> **YOUR GOAL**:
Which lines of the rows below contain the word "face"? List every one of them, copied in full.

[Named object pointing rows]
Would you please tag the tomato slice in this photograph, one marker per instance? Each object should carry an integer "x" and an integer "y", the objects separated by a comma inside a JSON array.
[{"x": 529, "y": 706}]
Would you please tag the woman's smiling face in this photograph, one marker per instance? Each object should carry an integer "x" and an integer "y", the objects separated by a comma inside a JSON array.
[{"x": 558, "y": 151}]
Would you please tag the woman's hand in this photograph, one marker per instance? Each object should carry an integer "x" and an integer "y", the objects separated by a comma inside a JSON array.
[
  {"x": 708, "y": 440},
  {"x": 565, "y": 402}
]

==

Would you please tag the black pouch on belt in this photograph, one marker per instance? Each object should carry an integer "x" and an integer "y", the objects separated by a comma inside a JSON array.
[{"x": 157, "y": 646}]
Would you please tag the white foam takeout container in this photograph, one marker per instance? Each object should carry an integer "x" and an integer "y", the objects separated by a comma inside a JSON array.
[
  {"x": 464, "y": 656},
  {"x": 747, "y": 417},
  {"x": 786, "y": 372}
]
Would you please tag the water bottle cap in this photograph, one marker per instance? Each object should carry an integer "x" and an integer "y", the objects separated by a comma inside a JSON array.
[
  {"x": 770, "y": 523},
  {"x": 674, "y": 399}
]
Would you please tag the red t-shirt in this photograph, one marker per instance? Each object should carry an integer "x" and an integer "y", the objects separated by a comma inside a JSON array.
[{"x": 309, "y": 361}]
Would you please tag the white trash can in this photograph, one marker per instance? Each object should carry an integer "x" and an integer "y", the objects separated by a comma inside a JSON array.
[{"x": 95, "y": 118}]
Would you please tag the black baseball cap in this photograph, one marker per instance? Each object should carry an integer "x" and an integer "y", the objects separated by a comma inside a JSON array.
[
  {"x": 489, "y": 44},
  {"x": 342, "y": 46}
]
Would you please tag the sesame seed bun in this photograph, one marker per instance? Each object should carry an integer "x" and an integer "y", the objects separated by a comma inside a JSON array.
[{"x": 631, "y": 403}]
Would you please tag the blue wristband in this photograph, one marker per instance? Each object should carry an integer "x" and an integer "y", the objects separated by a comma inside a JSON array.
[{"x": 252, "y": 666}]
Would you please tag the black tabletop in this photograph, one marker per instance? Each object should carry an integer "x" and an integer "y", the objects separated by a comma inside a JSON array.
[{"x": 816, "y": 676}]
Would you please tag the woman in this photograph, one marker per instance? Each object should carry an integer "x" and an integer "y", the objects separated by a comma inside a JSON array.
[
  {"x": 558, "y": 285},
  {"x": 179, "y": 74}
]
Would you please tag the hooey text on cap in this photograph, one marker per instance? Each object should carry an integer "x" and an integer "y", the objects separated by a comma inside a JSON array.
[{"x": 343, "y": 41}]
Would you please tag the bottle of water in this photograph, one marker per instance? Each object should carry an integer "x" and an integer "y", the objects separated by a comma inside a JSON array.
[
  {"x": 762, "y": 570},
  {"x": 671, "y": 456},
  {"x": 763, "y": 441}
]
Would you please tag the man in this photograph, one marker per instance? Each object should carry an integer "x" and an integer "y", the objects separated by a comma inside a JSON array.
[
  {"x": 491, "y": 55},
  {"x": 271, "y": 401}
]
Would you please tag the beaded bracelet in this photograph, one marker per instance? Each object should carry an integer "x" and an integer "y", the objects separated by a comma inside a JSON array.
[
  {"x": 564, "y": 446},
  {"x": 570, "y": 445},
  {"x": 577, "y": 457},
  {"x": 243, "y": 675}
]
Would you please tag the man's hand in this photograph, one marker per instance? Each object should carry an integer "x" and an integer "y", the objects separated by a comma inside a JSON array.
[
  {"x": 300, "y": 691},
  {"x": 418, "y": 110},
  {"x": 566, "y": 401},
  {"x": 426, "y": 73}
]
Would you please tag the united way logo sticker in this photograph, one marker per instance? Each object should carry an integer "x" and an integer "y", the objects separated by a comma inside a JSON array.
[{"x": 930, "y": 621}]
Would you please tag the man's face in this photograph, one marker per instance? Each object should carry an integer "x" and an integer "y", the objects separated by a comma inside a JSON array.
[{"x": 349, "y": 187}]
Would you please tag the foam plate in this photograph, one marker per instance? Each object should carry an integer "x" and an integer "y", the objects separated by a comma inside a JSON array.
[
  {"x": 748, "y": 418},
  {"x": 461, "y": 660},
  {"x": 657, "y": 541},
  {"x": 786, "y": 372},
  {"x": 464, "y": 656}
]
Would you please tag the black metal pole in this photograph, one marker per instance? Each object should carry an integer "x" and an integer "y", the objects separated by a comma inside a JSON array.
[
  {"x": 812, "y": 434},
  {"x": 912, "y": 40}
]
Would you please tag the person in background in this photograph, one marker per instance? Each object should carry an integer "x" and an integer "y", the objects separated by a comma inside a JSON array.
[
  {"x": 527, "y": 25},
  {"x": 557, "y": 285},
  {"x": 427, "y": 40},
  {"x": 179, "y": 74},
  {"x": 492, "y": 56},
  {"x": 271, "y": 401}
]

* * *

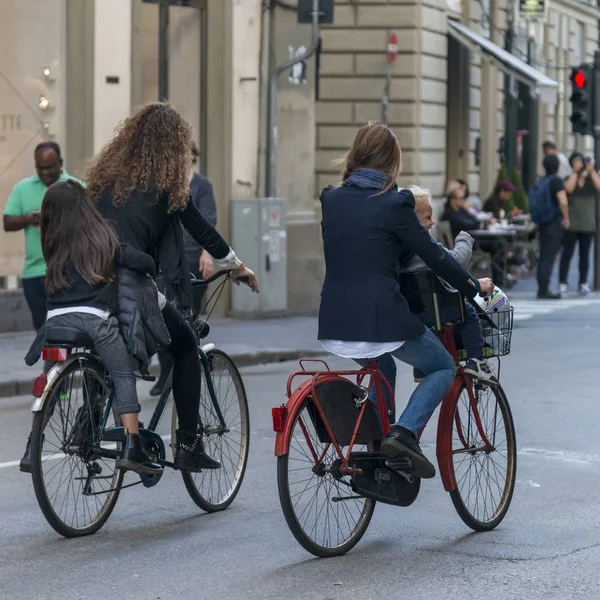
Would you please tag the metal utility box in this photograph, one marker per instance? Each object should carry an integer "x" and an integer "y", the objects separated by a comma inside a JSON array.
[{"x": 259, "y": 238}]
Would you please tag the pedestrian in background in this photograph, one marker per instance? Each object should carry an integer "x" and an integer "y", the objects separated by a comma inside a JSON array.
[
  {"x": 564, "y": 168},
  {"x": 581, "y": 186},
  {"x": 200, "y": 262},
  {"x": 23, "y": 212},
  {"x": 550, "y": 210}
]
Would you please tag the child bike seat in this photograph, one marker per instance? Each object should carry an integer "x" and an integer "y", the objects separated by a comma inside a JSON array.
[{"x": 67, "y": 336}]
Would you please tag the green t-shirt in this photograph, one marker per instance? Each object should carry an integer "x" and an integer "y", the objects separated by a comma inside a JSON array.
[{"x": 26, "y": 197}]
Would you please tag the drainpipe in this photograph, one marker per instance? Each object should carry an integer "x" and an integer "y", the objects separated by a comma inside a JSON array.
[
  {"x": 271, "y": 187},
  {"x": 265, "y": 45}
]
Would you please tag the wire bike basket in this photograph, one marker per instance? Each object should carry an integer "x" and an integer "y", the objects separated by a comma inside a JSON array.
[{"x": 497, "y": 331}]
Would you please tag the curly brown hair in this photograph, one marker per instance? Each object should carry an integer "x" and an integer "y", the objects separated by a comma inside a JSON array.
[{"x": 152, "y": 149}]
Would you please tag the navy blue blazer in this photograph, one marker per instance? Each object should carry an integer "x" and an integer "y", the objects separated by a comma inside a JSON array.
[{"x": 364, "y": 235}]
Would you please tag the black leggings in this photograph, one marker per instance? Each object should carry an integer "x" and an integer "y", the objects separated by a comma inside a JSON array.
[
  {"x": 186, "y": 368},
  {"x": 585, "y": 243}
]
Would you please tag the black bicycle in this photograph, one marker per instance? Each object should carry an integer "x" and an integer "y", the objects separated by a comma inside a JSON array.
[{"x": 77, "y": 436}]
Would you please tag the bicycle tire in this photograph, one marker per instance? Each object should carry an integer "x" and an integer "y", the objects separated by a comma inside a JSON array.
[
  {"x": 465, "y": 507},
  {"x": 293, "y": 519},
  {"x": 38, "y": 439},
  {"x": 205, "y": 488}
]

> **EXERCISE ANSWER**:
Would you please tag the woman's smiling face in this photograph, one marker per instance? Each object should carry an integer "x" and an integer "y", the objects separated by a comma inside a JSON array.
Would you please tag the man's face in this photograph, one marker per instance? Each object should carry an integer "x" and an integer "y", the objects separated by a comma inside a JSON array.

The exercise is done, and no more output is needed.